### Work to do
Reproduce every line of the listing below, starting with the line containing "Objective — one pin per instance of the tall" and going through the end of the listing, requests included. Scale each point coordinate in the answers by 1.4 and round it to a whole number, with halves rounded up.

(Dataset rows)

>>

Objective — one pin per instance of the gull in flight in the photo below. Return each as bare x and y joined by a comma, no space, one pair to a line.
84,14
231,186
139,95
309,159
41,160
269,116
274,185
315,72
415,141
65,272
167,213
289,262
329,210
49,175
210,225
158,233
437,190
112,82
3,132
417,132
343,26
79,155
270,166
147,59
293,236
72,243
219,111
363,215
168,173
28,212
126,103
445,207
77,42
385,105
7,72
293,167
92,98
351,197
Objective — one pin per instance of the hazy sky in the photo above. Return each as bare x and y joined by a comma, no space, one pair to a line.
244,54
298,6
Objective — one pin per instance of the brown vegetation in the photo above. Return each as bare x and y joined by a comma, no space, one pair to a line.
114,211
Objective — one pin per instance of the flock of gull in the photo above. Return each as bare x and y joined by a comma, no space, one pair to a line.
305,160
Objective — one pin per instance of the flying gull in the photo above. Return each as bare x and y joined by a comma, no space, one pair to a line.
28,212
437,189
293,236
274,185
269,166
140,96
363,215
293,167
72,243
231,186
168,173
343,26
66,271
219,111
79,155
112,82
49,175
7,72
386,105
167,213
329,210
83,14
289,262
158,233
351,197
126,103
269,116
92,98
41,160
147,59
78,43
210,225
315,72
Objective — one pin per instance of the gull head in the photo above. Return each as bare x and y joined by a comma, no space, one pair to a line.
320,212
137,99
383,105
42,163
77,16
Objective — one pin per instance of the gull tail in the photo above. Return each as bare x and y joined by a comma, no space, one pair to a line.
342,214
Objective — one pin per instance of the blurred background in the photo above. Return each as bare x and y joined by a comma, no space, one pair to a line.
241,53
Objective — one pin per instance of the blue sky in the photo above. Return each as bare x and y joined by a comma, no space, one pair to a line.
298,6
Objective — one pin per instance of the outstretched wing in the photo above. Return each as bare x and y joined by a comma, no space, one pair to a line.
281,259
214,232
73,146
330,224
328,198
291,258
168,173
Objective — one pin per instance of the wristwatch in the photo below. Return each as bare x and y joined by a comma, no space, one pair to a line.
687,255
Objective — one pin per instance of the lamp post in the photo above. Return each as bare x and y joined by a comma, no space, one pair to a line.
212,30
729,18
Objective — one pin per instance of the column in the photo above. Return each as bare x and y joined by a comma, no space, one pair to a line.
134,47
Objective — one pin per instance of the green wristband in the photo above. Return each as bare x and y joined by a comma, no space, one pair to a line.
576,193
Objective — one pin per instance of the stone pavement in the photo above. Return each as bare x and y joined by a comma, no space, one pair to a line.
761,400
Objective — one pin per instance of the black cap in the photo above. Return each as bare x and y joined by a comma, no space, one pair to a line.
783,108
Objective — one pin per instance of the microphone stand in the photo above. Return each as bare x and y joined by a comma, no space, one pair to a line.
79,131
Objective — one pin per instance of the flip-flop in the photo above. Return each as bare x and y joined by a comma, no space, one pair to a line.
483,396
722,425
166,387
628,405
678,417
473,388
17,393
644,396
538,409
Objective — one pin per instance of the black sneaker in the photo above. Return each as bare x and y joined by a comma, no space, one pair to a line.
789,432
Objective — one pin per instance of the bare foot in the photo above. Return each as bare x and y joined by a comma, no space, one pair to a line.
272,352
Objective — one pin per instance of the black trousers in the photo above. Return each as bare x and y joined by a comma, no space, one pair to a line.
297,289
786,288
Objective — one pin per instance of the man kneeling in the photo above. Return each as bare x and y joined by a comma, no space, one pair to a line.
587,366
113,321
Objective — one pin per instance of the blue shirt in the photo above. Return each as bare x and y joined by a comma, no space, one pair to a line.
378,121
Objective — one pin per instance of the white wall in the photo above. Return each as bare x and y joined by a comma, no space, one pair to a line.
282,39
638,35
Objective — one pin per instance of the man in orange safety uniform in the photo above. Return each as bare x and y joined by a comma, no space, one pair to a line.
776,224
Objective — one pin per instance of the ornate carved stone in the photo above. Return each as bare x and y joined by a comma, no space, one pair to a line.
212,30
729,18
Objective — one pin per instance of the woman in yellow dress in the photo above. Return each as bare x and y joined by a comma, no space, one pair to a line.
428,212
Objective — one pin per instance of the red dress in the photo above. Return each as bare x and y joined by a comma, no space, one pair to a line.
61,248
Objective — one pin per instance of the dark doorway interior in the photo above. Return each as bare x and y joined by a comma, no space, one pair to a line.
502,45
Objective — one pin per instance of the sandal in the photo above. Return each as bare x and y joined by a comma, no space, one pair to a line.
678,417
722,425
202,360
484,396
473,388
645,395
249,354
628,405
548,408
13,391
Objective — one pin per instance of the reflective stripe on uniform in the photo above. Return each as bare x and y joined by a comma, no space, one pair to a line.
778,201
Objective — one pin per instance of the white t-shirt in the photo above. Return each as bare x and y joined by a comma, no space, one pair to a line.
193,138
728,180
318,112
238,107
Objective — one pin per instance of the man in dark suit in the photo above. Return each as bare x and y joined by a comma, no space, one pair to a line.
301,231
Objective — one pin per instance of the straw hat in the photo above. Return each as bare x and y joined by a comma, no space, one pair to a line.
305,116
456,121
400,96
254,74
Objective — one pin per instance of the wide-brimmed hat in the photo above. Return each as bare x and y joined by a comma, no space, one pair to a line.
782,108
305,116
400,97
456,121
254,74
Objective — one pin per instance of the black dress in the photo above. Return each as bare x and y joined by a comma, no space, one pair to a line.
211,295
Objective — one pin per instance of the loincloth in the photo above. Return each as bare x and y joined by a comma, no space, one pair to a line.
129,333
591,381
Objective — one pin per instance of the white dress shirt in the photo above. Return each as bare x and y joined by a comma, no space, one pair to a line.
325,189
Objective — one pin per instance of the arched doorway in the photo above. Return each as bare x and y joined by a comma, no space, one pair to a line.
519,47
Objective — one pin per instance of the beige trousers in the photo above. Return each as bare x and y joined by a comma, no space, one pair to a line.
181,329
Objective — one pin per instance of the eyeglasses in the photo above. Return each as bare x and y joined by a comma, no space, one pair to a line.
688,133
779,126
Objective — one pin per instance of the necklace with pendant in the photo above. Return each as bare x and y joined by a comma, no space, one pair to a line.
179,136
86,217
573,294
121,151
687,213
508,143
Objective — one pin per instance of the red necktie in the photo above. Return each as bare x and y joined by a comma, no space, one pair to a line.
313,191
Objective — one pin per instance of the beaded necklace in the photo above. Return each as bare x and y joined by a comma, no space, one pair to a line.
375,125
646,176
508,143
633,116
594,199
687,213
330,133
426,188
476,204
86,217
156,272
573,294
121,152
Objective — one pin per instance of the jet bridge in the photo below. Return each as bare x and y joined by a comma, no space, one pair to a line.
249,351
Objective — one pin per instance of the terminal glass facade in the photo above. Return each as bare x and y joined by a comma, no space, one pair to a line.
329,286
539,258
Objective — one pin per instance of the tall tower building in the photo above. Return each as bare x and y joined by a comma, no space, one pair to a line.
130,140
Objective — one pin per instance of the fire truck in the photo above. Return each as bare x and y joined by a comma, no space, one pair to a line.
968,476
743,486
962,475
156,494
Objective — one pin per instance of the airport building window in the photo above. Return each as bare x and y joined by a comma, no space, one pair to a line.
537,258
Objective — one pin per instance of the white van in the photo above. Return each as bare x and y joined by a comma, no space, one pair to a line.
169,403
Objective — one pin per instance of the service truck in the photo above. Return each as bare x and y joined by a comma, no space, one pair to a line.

<<

### Written answer
Objective — one pin per instance of the tall tower building in the photo above. Return each as bare x and y joined by a comma, no space, one pair to a line.
182,196
Objective — one pin per instance of the fire truck in the photo above. Return each as bare x and y joined by a comma, no space, one pair to a line.
1355,666
1040,680
1347,665
218,692
Objective — one pin per instance of the airport building window in the photo above. Return each as bare x and y joined by a comma, no space, one pair to a line.
752,361
Objective — one pin per instance of the white van in the photo above. Return each as bare x and y joined by a comma, no space, one pair to a line.
237,564
Objective — one pin per instance of the service truck in the photo above. Return each as bare x and y joined by a comma, no space, one pair to a line.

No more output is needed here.